Activity: Comb through the entries for "below" and pull out each line that holds it.

Dataset records
☆ ☆ ☆

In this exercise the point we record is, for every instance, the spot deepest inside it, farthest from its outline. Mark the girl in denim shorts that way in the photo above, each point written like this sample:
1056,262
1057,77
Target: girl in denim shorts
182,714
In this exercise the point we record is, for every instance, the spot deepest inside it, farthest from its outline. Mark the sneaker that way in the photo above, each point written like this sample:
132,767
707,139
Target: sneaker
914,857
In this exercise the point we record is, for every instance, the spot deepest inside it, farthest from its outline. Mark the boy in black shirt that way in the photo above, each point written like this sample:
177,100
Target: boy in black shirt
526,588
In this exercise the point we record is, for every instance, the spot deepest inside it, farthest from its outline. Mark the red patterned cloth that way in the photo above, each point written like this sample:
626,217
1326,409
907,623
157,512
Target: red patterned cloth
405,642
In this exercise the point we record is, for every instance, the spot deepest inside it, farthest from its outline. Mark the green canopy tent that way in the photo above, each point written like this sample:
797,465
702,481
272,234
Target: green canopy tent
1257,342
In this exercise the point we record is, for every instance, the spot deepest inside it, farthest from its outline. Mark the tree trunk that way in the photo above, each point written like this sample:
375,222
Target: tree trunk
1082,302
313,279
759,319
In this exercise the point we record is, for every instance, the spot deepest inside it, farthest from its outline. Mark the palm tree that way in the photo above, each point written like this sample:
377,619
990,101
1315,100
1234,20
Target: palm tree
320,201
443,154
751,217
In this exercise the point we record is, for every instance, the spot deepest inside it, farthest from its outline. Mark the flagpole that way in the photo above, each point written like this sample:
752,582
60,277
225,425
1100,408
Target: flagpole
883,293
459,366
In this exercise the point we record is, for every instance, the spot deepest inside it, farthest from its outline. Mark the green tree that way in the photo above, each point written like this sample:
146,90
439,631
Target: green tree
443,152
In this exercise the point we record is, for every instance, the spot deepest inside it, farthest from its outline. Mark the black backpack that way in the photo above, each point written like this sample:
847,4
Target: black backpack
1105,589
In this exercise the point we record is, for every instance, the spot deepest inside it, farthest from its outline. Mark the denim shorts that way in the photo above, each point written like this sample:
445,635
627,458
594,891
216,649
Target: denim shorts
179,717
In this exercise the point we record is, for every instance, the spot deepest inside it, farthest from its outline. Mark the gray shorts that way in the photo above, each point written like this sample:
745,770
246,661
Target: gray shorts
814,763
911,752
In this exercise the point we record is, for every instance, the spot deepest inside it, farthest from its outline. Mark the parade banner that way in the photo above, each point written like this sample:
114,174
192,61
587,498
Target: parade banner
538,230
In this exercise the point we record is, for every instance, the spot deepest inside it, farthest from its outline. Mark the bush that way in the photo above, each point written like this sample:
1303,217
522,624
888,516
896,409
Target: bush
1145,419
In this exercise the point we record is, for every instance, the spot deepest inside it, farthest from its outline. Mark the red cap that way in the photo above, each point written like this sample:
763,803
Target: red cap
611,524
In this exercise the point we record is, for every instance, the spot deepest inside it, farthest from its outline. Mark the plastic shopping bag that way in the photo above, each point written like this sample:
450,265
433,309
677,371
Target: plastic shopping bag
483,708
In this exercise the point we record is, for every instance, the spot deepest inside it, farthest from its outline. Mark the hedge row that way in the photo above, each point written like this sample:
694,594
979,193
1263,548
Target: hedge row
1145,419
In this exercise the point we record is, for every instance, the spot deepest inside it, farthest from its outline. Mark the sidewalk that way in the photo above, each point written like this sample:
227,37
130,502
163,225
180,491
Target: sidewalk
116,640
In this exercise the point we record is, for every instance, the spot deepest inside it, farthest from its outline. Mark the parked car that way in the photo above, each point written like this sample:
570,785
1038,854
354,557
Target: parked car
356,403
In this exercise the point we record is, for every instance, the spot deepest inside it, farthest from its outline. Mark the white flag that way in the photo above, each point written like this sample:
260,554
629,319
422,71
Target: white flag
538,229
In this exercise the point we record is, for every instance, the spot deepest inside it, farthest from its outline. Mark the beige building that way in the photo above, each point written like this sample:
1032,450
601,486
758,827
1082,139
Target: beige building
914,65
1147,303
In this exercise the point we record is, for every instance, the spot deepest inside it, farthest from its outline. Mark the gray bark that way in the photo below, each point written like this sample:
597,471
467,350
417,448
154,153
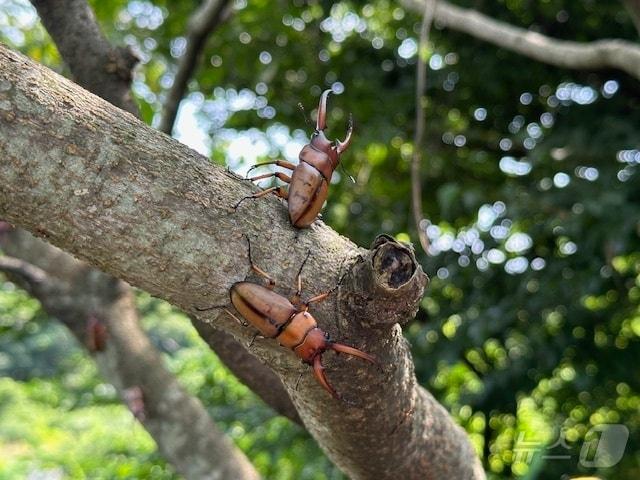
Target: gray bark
72,25
140,206
609,53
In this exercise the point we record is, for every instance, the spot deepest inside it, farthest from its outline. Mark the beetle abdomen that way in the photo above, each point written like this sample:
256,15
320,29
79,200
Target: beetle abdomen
263,308
307,194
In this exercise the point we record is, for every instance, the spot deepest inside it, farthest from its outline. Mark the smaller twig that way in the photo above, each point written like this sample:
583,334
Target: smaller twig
416,159
204,21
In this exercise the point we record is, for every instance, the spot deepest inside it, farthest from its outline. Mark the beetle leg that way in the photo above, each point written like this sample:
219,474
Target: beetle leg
321,124
342,146
282,176
318,372
279,163
322,296
279,191
298,381
339,347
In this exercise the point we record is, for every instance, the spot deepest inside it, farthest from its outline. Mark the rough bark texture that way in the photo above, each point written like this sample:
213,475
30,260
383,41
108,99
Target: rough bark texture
262,381
94,62
610,53
75,293
71,24
147,209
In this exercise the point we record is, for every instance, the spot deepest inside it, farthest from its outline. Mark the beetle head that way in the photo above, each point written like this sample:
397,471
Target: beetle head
319,139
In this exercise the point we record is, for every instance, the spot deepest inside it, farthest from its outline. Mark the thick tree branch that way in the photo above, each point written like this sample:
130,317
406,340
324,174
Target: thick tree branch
202,23
262,381
34,277
94,63
609,53
145,208
416,158
72,21
78,295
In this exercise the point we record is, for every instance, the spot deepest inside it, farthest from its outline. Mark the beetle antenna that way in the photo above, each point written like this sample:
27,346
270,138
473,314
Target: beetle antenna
341,146
307,120
321,124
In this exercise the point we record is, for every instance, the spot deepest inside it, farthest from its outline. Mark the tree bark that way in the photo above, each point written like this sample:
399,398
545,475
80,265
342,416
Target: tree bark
143,207
608,53
72,24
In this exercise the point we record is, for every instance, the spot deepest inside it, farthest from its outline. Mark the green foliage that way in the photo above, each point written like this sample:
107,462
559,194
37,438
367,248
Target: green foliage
531,323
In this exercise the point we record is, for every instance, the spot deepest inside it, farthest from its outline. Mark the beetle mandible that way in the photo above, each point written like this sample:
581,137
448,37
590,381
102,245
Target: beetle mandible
288,320
309,182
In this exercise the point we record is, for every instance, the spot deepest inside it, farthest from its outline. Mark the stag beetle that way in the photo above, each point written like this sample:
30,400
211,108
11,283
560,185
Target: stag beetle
287,320
309,182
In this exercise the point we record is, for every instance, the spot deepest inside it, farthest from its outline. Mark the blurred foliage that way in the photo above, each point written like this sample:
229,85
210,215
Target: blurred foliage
530,328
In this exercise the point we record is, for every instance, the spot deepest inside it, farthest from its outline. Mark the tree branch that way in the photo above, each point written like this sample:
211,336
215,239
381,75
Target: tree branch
33,276
202,23
609,53
416,158
248,369
145,208
94,63
72,21
78,295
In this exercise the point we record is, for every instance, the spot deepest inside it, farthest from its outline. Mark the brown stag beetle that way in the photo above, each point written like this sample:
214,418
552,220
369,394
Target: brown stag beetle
287,320
309,182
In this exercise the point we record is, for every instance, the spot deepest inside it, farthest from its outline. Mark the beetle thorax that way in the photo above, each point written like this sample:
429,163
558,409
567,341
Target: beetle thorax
320,142
314,343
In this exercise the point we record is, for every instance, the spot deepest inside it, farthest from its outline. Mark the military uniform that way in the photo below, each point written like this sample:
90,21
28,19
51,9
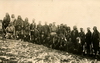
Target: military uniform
88,41
26,29
95,40
19,28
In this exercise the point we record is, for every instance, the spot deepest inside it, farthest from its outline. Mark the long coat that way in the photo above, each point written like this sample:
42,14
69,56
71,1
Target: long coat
95,40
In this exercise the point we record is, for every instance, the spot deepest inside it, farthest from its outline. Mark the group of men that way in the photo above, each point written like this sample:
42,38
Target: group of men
58,37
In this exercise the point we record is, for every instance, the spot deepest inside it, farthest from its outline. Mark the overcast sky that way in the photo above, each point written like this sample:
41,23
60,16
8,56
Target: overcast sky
82,13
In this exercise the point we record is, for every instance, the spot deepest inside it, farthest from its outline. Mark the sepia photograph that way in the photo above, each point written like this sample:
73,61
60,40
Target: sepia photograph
49,31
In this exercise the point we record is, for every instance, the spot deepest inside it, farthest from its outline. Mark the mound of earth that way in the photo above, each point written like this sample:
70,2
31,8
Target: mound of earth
16,51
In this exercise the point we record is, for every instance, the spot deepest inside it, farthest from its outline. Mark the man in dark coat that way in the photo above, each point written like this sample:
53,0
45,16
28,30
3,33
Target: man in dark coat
5,23
95,40
19,27
88,40
26,29
32,28
41,32
74,35
82,38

☆ ☆ ☆

Task response:
In this exercise the point we record is, for every instance, the spot deepest inside it, farthest from its outline. Mark the gray bark that way in the photo below, each point written like this sample:
In this exercise the point we record is, for every instance, the spot deepest inside it, farthest from its outline. Mark the military uniform that way in the photo below, each point written like this sample:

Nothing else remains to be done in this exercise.